→ **Request**:
Locate each line in the listing that contains the string "motorcycle" and copy those lines out in full. Matching is case-sensitive.

→ **Records shown**:

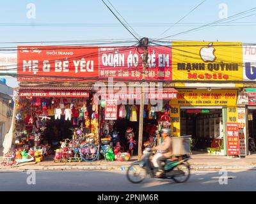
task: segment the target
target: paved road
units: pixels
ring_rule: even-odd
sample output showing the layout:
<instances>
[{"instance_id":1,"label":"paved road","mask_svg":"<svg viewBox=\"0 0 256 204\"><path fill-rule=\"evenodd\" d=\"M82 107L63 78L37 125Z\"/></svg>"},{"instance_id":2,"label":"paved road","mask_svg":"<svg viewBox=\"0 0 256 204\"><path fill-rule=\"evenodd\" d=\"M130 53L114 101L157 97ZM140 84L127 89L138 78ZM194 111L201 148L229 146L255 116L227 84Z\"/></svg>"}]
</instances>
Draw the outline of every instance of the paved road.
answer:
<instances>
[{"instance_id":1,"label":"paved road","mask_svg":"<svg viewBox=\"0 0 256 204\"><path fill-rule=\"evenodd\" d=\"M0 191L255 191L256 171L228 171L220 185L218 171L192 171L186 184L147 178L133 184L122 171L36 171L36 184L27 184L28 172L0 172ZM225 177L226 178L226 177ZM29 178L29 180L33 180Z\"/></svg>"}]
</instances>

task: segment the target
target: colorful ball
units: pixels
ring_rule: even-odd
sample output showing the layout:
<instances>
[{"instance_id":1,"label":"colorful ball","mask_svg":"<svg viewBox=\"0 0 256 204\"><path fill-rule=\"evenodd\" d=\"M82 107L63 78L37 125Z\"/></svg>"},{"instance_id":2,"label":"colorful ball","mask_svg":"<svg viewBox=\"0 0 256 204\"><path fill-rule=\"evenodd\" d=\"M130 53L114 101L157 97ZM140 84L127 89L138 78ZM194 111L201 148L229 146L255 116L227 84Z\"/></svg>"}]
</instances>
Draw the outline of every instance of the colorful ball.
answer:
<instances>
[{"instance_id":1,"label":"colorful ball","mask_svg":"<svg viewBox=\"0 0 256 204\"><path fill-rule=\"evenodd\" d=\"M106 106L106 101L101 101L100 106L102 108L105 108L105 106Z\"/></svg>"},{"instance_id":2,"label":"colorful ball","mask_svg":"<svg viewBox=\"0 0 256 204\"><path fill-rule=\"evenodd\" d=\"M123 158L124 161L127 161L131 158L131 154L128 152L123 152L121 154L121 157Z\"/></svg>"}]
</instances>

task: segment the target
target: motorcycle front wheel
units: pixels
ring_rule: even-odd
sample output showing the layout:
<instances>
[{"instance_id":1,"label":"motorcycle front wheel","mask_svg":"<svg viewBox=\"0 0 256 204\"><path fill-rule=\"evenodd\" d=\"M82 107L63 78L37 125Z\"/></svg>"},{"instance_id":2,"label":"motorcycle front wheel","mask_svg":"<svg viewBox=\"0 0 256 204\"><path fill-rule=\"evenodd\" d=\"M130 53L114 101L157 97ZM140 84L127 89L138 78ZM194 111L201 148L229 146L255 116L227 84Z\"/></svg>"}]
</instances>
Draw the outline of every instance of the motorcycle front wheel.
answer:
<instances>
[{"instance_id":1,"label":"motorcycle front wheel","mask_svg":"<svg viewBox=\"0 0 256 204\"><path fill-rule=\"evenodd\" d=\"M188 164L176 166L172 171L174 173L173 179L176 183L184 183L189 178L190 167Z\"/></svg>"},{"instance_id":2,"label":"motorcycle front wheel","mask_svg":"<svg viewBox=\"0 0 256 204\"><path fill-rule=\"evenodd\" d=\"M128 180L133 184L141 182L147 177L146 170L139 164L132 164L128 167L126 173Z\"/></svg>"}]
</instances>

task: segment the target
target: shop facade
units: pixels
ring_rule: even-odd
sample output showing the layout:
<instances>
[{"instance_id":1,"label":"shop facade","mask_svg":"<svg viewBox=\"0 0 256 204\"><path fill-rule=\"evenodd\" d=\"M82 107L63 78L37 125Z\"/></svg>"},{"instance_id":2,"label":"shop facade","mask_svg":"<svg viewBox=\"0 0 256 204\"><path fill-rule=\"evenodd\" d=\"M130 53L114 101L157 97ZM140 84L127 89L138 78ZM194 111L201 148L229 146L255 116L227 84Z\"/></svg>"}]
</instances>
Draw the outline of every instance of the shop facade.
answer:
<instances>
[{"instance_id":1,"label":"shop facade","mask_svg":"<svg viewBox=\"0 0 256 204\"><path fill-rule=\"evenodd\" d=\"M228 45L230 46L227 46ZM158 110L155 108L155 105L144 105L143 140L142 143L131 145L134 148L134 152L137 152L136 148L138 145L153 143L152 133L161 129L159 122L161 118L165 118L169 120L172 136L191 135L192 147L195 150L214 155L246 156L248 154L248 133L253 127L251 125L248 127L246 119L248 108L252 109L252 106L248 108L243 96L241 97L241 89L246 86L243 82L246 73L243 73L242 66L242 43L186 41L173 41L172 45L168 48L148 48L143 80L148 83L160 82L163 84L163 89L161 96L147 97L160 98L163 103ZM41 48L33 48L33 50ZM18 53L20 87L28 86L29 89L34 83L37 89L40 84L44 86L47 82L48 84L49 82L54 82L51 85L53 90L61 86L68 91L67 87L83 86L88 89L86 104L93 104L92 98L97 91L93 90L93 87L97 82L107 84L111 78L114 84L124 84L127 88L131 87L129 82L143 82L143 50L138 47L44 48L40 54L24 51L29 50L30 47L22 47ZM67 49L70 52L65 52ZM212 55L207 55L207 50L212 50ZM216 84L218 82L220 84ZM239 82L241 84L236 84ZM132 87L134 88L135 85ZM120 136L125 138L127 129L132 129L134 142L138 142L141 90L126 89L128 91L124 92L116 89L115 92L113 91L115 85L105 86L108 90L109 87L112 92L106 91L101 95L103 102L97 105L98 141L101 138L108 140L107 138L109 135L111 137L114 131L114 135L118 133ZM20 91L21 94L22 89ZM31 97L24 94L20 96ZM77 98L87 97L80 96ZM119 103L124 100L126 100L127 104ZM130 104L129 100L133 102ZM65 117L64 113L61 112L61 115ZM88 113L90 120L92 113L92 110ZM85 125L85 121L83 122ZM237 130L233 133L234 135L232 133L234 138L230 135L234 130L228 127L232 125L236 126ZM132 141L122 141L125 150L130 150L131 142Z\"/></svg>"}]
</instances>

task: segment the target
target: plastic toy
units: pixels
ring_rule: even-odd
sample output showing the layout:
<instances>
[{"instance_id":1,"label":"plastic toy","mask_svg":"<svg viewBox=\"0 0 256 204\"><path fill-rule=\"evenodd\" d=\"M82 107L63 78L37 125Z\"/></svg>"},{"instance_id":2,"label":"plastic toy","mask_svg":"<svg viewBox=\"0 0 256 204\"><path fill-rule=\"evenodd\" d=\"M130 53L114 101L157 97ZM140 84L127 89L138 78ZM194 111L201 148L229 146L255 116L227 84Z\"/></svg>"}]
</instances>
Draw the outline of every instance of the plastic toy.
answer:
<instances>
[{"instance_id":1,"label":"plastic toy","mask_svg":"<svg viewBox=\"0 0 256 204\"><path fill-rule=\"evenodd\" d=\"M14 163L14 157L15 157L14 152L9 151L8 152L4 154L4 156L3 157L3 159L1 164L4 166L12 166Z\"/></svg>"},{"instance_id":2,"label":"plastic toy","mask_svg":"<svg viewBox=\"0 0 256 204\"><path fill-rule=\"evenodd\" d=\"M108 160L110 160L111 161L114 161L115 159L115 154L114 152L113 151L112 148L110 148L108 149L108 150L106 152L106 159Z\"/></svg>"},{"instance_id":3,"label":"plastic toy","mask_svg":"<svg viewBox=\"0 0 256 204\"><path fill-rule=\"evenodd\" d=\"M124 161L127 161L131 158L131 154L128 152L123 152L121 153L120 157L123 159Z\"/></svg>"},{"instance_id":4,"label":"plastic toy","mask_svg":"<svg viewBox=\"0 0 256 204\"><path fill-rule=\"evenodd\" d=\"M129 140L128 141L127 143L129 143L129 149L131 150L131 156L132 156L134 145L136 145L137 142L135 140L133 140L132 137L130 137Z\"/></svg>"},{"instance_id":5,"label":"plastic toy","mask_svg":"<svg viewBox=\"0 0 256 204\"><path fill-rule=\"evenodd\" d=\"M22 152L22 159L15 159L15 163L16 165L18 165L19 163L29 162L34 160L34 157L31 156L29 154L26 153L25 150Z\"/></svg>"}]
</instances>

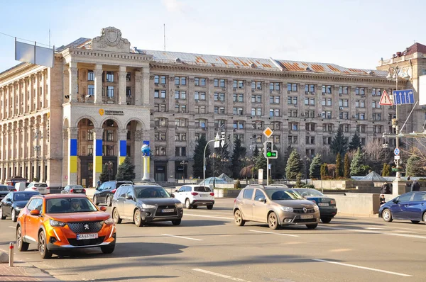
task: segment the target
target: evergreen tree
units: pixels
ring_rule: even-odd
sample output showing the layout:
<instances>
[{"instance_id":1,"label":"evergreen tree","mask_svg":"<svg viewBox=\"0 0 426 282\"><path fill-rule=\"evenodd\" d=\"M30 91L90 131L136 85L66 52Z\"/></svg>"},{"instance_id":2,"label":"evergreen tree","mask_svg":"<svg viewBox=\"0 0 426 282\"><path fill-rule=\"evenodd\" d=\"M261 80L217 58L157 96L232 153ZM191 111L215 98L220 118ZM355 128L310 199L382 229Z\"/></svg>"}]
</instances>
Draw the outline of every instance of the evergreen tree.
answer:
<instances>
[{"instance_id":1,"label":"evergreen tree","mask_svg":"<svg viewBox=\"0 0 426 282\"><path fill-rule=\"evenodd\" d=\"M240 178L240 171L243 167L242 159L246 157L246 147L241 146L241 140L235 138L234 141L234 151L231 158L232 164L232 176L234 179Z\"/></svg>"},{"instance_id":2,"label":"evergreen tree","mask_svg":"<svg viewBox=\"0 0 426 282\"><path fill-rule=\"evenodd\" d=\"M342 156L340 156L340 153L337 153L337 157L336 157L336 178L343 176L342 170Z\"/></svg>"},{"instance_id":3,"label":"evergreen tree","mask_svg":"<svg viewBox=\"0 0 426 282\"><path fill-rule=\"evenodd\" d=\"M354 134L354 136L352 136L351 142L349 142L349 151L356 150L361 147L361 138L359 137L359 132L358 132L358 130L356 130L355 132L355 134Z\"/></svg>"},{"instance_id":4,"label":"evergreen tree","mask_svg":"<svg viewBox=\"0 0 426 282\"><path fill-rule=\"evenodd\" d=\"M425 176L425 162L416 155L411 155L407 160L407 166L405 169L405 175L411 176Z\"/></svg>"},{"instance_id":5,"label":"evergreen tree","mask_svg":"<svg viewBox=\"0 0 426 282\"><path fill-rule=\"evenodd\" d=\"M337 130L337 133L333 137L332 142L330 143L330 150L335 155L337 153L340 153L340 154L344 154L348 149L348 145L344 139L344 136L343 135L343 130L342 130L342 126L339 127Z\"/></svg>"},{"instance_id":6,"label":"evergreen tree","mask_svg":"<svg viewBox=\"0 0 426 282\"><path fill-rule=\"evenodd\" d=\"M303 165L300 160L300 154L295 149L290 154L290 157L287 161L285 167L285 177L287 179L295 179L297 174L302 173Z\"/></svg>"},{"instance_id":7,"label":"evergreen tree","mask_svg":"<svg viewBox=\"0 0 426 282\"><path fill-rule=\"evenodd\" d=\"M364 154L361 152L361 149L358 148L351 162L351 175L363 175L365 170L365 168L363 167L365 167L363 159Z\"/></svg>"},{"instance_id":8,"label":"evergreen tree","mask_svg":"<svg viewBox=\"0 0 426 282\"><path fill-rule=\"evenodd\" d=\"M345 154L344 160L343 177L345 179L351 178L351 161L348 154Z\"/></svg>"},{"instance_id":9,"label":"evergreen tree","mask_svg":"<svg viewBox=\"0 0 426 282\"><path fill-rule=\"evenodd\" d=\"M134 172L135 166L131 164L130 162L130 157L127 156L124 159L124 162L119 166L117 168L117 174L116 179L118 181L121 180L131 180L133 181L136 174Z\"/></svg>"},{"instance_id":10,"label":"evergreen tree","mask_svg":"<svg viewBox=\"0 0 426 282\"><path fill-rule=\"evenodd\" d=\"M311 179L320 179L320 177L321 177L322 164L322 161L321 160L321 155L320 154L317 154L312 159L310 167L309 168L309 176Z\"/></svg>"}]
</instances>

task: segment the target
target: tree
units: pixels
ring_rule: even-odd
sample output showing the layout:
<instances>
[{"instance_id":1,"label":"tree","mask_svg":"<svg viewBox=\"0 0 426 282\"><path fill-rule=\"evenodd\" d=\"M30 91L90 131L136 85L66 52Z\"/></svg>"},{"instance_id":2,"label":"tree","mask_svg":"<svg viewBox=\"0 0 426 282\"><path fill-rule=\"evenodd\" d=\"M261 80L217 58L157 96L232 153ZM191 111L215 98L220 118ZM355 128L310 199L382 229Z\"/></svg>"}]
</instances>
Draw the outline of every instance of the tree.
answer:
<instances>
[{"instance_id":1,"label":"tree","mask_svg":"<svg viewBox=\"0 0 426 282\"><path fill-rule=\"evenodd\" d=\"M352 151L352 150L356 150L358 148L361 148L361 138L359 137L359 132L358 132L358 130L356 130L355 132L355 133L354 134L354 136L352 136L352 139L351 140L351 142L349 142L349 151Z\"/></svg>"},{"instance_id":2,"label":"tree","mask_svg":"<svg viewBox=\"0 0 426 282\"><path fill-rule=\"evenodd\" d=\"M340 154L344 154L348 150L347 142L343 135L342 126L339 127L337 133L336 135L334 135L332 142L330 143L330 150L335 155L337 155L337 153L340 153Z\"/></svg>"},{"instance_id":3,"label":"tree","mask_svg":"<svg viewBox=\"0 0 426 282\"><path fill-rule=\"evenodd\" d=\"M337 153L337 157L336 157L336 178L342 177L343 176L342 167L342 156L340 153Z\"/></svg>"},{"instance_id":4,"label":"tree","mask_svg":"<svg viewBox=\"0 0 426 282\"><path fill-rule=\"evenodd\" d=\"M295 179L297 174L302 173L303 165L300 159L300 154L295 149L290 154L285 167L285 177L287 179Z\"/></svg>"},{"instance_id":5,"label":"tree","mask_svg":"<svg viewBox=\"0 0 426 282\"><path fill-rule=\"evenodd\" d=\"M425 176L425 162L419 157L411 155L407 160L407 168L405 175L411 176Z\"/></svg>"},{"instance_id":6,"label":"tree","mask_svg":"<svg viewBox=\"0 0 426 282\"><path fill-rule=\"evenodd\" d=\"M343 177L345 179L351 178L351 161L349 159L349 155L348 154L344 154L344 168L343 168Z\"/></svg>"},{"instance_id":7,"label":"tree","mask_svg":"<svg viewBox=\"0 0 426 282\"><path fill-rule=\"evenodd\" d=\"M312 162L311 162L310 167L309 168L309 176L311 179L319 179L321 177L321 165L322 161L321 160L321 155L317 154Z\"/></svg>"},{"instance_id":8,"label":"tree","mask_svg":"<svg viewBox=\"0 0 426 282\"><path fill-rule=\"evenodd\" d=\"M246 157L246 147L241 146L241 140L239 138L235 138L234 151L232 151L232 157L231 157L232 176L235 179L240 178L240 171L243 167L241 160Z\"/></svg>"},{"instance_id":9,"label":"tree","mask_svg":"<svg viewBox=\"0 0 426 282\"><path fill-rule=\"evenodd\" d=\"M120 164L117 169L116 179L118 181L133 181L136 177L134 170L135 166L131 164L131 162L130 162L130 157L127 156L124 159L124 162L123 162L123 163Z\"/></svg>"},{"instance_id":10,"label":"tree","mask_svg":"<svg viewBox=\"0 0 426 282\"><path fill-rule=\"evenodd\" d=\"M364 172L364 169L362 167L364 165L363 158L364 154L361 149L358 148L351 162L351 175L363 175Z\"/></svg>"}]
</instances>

→ **Complete answer**:
target: motorcycle front wheel
[{"instance_id":1,"label":"motorcycle front wheel","mask_svg":"<svg viewBox=\"0 0 256 204\"><path fill-rule=\"evenodd\" d=\"M82 107L63 78L37 125Z\"/></svg>"},{"instance_id":2,"label":"motorcycle front wheel","mask_svg":"<svg viewBox=\"0 0 256 204\"><path fill-rule=\"evenodd\" d=\"M130 53L114 101L157 97ZM140 84L127 89L138 78ZM194 111L201 148L229 146L255 116L227 84Z\"/></svg>"}]
Draw the outline of every instance of the motorcycle front wheel.
[{"instance_id":1,"label":"motorcycle front wheel","mask_svg":"<svg viewBox=\"0 0 256 204\"><path fill-rule=\"evenodd\" d=\"M188 164L176 166L172 171L174 173L173 179L176 183L184 183L189 178L190 167Z\"/></svg>"},{"instance_id":2,"label":"motorcycle front wheel","mask_svg":"<svg viewBox=\"0 0 256 204\"><path fill-rule=\"evenodd\" d=\"M128 180L133 184L141 182L147 177L146 170L139 164L132 164L128 167L126 173Z\"/></svg>"}]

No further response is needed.